## TASK DETAILS
Which lines in the data below contain the word "tribesman"? Find each one and copy it in full.

## RECORDS FOR PROCESSING
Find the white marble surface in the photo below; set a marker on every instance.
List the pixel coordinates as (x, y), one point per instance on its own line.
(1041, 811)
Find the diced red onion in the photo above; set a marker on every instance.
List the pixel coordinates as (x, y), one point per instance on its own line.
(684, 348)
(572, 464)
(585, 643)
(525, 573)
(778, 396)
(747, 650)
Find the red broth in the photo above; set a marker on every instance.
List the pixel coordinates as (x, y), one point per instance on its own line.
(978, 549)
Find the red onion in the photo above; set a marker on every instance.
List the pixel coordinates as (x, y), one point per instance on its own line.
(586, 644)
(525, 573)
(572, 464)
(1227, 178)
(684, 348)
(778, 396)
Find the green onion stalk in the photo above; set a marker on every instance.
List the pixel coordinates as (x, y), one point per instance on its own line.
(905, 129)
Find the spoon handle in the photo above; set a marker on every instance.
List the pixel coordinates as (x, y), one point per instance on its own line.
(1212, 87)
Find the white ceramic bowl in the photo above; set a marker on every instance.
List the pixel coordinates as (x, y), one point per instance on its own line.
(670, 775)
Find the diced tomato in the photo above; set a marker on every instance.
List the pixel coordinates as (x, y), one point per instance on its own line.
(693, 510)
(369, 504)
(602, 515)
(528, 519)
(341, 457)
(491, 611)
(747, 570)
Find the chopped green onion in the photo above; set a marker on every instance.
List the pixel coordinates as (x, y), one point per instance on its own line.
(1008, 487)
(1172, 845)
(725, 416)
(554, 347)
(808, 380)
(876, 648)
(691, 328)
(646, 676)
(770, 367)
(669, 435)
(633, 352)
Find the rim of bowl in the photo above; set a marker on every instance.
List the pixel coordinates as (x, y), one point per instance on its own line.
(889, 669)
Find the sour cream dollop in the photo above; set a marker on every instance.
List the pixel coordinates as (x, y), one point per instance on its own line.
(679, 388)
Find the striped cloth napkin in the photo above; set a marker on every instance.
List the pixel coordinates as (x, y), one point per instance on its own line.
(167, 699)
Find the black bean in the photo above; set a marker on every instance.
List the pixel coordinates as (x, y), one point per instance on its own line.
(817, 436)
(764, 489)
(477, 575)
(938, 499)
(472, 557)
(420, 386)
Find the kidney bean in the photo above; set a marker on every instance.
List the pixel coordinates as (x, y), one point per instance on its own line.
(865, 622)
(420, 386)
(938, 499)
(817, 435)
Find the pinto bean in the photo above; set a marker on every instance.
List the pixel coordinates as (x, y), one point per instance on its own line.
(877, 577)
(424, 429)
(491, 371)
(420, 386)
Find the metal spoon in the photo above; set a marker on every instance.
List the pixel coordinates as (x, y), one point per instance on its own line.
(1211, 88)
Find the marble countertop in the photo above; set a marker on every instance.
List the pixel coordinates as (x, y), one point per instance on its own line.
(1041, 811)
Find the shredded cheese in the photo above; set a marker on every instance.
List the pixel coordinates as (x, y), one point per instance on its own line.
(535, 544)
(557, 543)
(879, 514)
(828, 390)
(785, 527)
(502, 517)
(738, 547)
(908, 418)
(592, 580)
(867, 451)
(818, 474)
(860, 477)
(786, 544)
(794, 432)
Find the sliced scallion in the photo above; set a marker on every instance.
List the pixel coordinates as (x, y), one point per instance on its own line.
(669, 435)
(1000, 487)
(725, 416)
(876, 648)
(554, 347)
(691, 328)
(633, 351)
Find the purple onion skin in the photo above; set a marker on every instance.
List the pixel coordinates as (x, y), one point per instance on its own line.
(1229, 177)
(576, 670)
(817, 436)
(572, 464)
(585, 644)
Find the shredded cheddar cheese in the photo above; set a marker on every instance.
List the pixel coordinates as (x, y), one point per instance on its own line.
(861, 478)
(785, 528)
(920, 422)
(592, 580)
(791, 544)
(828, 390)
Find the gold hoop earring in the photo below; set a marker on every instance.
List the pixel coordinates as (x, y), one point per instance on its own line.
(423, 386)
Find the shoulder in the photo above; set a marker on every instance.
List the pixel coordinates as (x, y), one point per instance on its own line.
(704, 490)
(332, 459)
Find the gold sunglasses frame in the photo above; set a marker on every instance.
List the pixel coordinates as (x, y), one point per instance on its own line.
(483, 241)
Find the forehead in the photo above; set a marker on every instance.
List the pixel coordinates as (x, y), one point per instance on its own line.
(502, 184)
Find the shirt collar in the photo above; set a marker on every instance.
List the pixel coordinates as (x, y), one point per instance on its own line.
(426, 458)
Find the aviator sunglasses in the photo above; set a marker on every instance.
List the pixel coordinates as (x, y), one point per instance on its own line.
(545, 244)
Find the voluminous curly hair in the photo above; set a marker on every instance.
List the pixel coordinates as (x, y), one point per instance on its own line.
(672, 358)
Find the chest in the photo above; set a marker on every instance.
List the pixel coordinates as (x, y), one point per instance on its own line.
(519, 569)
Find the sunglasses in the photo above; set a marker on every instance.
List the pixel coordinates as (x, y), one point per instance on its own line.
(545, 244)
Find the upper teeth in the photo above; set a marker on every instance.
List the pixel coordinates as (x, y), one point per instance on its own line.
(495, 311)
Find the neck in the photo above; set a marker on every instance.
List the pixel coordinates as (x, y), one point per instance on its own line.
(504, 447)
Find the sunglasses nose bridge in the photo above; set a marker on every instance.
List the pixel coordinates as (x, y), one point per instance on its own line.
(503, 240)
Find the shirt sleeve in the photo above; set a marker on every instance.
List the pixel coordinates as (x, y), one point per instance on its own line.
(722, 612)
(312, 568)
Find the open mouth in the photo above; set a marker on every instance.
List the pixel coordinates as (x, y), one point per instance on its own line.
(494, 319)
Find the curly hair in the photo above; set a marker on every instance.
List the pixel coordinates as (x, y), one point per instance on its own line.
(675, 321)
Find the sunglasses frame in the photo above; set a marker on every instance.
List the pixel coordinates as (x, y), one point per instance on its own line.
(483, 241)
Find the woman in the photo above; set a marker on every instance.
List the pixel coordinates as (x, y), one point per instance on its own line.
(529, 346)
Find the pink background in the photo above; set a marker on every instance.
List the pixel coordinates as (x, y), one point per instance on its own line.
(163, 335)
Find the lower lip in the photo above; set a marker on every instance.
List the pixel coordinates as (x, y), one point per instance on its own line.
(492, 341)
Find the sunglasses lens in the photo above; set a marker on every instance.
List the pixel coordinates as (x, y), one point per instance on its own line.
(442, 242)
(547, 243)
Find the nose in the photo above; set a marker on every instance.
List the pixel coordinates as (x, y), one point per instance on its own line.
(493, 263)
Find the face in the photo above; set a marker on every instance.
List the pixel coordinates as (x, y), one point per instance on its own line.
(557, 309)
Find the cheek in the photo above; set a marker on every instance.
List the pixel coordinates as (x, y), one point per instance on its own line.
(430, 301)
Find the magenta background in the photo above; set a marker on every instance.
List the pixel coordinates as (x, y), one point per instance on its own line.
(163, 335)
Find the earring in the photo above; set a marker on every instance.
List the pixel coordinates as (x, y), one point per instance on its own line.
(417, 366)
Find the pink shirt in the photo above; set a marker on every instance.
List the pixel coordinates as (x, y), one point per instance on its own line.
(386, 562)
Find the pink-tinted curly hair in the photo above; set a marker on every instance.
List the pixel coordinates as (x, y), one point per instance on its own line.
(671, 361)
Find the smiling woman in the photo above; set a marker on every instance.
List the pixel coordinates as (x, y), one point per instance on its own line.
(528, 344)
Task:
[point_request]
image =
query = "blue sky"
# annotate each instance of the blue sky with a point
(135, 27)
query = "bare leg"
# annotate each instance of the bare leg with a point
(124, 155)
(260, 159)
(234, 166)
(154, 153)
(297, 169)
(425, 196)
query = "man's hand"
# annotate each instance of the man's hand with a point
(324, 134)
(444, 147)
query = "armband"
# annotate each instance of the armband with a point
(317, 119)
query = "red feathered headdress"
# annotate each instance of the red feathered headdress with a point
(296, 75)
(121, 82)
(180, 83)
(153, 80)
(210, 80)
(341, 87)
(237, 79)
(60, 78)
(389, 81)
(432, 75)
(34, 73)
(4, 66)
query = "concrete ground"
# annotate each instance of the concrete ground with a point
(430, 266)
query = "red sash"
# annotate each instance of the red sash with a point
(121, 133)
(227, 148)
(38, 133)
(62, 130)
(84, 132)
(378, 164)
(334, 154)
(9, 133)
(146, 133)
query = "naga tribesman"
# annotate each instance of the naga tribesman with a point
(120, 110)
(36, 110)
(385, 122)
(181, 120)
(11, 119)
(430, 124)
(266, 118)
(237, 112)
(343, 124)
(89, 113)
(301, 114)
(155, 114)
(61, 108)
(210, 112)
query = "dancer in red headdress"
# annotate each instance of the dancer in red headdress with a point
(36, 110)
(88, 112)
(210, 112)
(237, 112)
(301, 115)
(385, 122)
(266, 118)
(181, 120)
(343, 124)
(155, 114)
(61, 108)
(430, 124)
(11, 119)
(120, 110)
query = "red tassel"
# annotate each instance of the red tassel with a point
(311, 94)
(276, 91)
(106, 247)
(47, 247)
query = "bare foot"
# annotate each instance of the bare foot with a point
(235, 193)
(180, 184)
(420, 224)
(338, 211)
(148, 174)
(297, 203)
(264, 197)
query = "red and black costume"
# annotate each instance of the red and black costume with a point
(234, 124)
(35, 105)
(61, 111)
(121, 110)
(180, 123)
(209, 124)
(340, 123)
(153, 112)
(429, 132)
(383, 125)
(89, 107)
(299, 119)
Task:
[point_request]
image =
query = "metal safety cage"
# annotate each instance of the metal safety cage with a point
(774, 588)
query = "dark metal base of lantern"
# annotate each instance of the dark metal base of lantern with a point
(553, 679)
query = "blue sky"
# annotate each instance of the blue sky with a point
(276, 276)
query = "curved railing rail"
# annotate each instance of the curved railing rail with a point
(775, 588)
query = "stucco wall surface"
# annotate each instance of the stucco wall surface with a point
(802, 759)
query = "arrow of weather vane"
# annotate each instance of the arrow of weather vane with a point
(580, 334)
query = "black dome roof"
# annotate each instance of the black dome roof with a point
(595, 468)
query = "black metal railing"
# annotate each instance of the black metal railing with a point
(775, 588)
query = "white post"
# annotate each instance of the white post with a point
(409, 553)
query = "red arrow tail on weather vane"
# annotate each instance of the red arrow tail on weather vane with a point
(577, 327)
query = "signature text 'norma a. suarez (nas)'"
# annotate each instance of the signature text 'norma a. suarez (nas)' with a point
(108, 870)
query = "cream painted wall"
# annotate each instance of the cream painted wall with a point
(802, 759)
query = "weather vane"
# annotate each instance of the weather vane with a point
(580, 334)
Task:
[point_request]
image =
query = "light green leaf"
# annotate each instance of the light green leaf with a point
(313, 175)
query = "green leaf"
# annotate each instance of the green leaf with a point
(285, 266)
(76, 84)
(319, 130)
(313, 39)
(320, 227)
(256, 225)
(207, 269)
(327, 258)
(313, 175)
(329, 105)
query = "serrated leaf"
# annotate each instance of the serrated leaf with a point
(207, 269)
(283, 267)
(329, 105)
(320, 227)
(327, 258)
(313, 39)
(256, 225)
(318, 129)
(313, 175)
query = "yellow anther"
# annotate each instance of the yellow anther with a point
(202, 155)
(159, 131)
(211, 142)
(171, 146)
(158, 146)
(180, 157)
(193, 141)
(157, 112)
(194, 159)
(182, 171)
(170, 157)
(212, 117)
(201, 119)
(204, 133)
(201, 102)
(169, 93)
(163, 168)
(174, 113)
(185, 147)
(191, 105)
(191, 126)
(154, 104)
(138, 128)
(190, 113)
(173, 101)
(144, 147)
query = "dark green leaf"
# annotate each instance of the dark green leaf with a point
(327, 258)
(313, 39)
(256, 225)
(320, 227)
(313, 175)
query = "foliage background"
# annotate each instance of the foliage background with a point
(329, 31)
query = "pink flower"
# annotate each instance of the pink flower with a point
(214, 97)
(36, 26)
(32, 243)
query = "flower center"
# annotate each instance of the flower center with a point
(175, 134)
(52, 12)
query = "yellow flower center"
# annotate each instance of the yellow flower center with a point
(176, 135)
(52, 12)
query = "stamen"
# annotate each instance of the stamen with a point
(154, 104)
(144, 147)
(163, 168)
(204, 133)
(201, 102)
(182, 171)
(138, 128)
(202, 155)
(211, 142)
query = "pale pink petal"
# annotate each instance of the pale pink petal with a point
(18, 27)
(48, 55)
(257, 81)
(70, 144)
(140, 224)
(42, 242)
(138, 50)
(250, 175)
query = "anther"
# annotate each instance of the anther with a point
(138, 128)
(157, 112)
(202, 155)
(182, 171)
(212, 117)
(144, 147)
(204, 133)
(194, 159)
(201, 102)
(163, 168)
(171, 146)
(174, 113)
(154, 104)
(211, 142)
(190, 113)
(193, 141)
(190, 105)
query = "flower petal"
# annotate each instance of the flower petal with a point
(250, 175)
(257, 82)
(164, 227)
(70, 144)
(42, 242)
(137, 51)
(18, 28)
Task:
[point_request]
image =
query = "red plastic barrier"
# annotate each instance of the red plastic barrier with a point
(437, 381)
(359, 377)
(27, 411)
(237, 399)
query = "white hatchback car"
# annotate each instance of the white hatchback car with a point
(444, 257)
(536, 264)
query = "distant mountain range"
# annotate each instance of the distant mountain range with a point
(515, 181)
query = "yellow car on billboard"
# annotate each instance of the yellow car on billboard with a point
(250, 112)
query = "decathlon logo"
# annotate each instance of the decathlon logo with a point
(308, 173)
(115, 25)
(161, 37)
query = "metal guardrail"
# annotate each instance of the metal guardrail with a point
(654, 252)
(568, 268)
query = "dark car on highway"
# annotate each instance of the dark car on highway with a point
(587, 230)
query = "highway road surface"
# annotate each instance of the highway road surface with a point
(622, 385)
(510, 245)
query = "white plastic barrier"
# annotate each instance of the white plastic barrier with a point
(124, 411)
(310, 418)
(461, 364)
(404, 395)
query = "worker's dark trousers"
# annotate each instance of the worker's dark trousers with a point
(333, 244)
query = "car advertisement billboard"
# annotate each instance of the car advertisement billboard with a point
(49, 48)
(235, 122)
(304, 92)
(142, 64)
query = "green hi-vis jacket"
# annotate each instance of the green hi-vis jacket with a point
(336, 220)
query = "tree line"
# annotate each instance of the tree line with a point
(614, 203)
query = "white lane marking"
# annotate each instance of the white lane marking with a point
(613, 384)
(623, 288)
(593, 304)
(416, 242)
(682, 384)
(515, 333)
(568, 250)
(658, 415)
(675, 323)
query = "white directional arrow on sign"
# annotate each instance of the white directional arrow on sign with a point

## RESULT FOR THIS TASK
query = "naga tribesman"
# annotate each instance of the naga tribesman with a point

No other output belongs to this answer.